Dataset entries:
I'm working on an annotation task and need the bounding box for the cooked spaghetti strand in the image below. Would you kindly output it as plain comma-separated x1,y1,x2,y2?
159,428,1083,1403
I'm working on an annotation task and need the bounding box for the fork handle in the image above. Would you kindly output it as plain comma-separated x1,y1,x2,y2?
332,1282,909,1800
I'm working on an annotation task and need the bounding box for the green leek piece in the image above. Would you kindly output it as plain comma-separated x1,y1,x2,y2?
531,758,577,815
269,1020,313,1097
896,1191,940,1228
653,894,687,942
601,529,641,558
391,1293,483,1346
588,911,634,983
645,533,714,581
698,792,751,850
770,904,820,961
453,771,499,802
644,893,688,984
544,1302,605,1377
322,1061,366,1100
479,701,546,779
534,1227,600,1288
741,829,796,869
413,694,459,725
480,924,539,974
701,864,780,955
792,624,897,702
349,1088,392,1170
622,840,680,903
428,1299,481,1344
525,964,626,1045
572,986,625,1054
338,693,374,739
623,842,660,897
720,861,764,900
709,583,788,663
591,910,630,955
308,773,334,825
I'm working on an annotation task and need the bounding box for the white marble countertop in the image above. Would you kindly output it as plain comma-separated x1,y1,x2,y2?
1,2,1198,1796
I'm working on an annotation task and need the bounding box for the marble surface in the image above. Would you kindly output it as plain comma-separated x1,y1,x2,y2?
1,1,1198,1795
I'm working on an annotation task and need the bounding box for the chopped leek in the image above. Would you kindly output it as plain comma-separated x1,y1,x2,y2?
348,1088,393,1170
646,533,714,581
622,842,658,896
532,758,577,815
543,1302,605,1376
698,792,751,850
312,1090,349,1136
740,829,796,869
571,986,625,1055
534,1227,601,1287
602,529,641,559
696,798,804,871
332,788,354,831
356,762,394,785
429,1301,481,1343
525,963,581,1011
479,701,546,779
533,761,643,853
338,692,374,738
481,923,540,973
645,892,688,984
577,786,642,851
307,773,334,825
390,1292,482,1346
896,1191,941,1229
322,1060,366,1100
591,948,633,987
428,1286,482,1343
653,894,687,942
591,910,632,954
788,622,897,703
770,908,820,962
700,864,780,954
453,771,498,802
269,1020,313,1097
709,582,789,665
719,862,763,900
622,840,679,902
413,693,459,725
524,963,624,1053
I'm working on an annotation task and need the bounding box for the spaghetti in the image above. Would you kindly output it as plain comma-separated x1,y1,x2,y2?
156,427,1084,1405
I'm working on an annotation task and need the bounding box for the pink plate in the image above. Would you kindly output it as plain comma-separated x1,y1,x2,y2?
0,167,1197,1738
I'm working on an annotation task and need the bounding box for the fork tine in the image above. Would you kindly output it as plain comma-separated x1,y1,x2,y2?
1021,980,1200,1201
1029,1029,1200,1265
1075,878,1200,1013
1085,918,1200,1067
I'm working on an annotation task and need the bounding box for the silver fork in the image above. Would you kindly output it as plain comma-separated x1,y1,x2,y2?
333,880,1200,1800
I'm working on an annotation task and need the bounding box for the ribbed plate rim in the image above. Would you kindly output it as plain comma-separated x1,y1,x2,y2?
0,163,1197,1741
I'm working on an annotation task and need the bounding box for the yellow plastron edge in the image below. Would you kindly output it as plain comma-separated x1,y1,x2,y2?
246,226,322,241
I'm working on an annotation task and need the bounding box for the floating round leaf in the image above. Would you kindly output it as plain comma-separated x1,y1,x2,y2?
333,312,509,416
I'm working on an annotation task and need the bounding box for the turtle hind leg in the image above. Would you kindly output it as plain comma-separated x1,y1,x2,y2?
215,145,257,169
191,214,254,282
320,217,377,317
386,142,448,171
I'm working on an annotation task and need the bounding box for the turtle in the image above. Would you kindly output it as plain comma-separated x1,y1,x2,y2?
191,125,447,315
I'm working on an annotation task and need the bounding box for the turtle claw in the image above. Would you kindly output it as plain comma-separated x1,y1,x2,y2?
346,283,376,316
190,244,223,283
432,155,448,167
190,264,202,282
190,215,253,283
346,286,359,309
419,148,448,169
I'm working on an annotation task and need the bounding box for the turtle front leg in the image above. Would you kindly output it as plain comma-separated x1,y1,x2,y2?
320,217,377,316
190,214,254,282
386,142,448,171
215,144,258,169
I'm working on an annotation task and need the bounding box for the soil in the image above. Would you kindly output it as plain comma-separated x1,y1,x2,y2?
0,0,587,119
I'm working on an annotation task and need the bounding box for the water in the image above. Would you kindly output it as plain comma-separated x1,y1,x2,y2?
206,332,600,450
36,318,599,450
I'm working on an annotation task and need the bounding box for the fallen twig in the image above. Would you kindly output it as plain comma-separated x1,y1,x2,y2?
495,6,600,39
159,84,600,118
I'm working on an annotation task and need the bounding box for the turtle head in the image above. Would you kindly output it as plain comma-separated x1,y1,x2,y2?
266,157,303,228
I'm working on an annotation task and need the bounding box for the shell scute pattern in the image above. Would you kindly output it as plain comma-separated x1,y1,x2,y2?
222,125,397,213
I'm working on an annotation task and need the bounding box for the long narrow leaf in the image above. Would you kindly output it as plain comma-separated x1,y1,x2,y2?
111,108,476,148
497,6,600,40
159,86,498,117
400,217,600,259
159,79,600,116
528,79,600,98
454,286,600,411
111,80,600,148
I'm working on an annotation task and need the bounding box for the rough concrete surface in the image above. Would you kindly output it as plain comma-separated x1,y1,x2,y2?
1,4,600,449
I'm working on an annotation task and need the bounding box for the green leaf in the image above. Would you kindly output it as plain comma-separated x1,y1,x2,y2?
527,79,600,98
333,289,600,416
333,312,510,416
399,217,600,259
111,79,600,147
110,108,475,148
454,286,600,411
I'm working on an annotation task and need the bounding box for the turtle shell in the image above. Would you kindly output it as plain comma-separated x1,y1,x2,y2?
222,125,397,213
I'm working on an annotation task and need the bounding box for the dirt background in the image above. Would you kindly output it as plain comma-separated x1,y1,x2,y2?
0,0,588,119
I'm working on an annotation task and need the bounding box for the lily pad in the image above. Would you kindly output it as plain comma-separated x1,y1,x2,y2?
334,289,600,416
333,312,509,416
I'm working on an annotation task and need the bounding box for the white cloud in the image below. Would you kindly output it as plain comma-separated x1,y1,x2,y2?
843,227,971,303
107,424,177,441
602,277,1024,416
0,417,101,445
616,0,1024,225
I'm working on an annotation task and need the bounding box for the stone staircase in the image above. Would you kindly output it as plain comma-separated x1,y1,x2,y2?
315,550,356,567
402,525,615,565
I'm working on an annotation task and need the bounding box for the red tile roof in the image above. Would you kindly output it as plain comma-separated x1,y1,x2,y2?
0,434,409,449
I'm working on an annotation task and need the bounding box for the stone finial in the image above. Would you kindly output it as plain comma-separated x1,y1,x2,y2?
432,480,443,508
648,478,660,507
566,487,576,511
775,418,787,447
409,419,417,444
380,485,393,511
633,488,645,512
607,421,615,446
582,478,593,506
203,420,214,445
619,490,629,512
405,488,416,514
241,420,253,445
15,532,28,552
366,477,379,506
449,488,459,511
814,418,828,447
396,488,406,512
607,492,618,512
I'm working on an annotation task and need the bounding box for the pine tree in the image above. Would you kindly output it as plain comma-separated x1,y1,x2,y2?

- [What is being asked]: Please repeat every entry, exactly as it was written.

- [Task output]:
I'm working on an annotation task and need the bounding box for the cooked spaghetti strand in the image below. Would you kindly output it as plain comma-separated x1,y1,x2,y2?
159,428,1083,1403
I'm working on an annotation task and need the bounding box for the fork handle in the image above. Would you kindly output it as plain comma-separated x1,y1,x2,y2?
332,1282,909,1800
I'm working on an annotation task and need the bounding box for the green leek piece in the image above. Would you kindly output it as plain comma-separated x1,y1,x2,y2?
531,758,577,815
269,1020,313,1097
896,1191,940,1228
653,894,687,942
601,529,641,558
391,1293,483,1346
588,911,634,983
645,533,714,581
698,792,751,850
770,904,820,961
453,771,499,802
644,893,688,984
544,1302,605,1377
322,1061,366,1100
479,701,546,779
534,1227,600,1288
741,829,796,869
413,694,459,725
480,924,539,974
701,864,780,955
792,624,897,702
349,1088,392,1170
622,840,680,903
428,1299,481,1344
525,964,626,1045
572,986,625,1054
338,693,374,739
623,842,660,897
720,861,764,900
709,583,788,663
591,910,630,955
308,773,334,825
I'm working on an annotation task and need the bounding box for the white marble countertop in the image above. Would you kindly output it as plain comma-separated x1,y1,x2,y2?
1,2,1198,1796
I'm working on an annotation task and need the bounding box for the marble surface in the image above. Would you kindly output it as plain comma-separated x1,y1,x2,y2?
1,1,1198,1795
I'm working on an annotation task and need the bounding box for the chopped leek in the image above. Would you kindly output it as plain comma-separated x1,y1,x2,y2?
348,1088,393,1170
646,533,714,581
622,842,658,896
532,758,577,815
543,1302,605,1376
698,792,751,850
312,1090,349,1136
740,829,796,869
571,986,625,1055
534,1227,601,1287
602,529,641,559
696,798,804,871
332,788,354,831
356,762,394,785
429,1301,481,1343
525,963,581,1011
479,701,546,779
533,761,643,853
338,692,374,738
481,923,540,973
645,892,688,984
577,786,642,851
307,773,334,825
390,1292,482,1346
896,1191,941,1229
322,1060,366,1100
591,948,633,987
428,1286,482,1343
653,894,687,942
591,910,632,954
788,622,897,703
770,908,820,962
700,864,780,954
453,771,498,802
269,1020,313,1097
709,582,789,665
719,862,763,900
622,840,679,902
413,693,459,725
524,963,624,1053
I'm working on an annotation task and need the bounding box for the spaghetti in the image above. Would you kindly output it as plain comma-separated x1,y1,x2,y2?
156,427,1084,1405
I'm working on an annotation task and need the bounding box for the pink plate in the image above. Would you kindly output it as plain comma-separated x1,y1,x2,y2?
0,167,1197,1738
I'm working on an annotation task and need the bounding box for the fork tine in the image above. Would you kindly output it as plain comma-separated x1,y1,x2,y2?
1021,980,1200,1201
1029,1029,1200,1265
1075,878,1200,1013
1085,918,1200,1067
I'm working on an annotation task and need the bounding box for the silver fork in the image above. Would you kindly output it as plain comma-separated x1,y1,x2,y2?
333,880,1200,1800
I'm working on an annotation task and need the bounding box for the ribbed plate rim in the image above. Would you kindly output it as plain comma-separated x1,y1,x2,y2?
0,163,1197,1741
I'm working on an annotation task and need the bounding box for the yellow plastron edge in the image below. Would you kindly output it as plain comma-separated x1,y1,x2,y2?
246,226,322,241
I'm working on an annotation task and need the bounding box for the floating round leaf in the image above. Would you kindly output it as plain comma-separated x1,y1,x2,y2?
333,312,509,416
I'm working on an annotation task and need the bounding box for the turtle hind leg in the image above. Would you kindly output it as plain comma-separated x1,y1,x2,y2?
215,145,257,169
191,214,254,282
320,217,377,317
386,142,448,171
I'm working on an annotation task and need the bounding box for the turtle in the image above. Would you kindly output it as plain comma-separated x1,y1,x2,y2?
191,125,447,315
I'm working on an annotation task and need the bounding box for the turtle claw in the image above. Would you kindly output it as plain comma-separated x1,y1,x2,y2?
346,283,376,316
190,244,223,283
432,155,448,167
190,264,202,282
190,215,253,283
346,286,359,309
419,148,448,169
I'm working on an annotation task and need the bounding box for the turtle front leg in the image above. Would you kindly output it as plain comma-separated x1,y1,x2,y2?
320,217,377,316
190,214,254,282
386,142,448,171
215,144,258,169
I'm working on an annotation task and need the bounding box for the soil in the image above. Would you kindly output it as plain comma-separated x1,y1,x2,y2?
0,0,587,119
I'm working on an annotation task and need the bounding box for the water in the image above. Would you kindly output it as plain comma-separated x1,y1,x2,y2?
206,332,600,450
36,318,599,450
I'm working on an annotation task and need the bounding box for the fallen twig in the image above. Would you kindly output it as plain comma-separated x1,y1,x2,y2?
495,6,600,39
159,84,600,118
I'm working on an annotation task and need the bounding box for the turtle head in the image above. Would you kindly output it as plain comma-separated x1,y1,x2,y2?
266,157,303,228
I'm working on an annotation task and need the bounding box for the shell scute pattern in the image above. Would you kindly output it as plain comma-separated x1,y1,x2,y2?
222,125,397,213
I'm working on an annotation task and need the bounding box for the long narrow leaf in the image above. Would you kindly output it as plain comma-separated x1,y1,x2,y2?
111,108,476,148
497,6,600,40
159,86,498,117
400,217,600,259
159,79,600,116
528,79,600,98
454,286,600,411
111,80,600,148
I'm working on an annotation task and need the bounding box for the rough concrete surface in the image above. Would you kindly output it as plain comma-separated x1,y1,x2,y2?
1,4,600,449
I'm working on an annotation task and need the bounding box for the green leaf in the image above. Would you kindly output it as plain comma-separated x1,y1,x2,y2?
527,79,600,98
333,289,600,416
333,312,510,416
399,217,600,259
111,79,600,147
110,108,475,148
454,286,600,411
I'm working on an annotation task and need the bounding box for the turtle shell in the image above. Would you kindly output it as plain comma-separated x1,y1,x2,y2?
222,125,397,213
I'm working on an annotation task and need the bounding box for the dirt background in the image above. Would you kindly output it as plain comma-separated x1,y1,x2,y2?
0,0,588,119
I'm working on an annotation task and need the bounding box for the lily pad in the image above. Would you kindly output it as plain comma-separated x1,y1,x2,y2?
334,289,600,416
333,312,509,416
I'm working on an annotation task and need the bounding box for the white cloud in the image below. Would you kindly output it as plain comma-separated x1,y1,x2,y2?
843,227,971,303
107,424,177,441
602,277,1024,416
0,417,101,445
616,0,1024,225
I'm working on an annotation task and need the bounding box for the stone staircase in the image above. Would you kindly output it as plain comma-separated x1,y1,x2,y2?
315,550,356,567
402,525,615,565
I'm working on an annotation task and need the bounding box for the red tile roof in the image above. Would you kindly output it as plain comma-separated x1,y1,x2,y2?
0,434,409,449
I'm working on an annotation task and need the bounding box for the stone finial in the image above. Would you kindly output it as plain comma-separated x1,y1,x2,y2?
432,480,443,508
648,478,660,507
566,487,576,511
775,418,787,447
409,419,417,444
380,485,393,511
633,488,645,512
607,421,615,446
582,478,593,506
203,420,214,445
619,490,629,512
405,488,416,514
241,420,253,445
15,532,28,552
366,477,379,506
449,488,459,511
814,418,828,447
396,488,406,512
607,492,618,512
I'm working on an annotation task and need the bounding box for the pine tree in the image above. Would you kindly output it as plain comma-separated x1,y1,x2,y2?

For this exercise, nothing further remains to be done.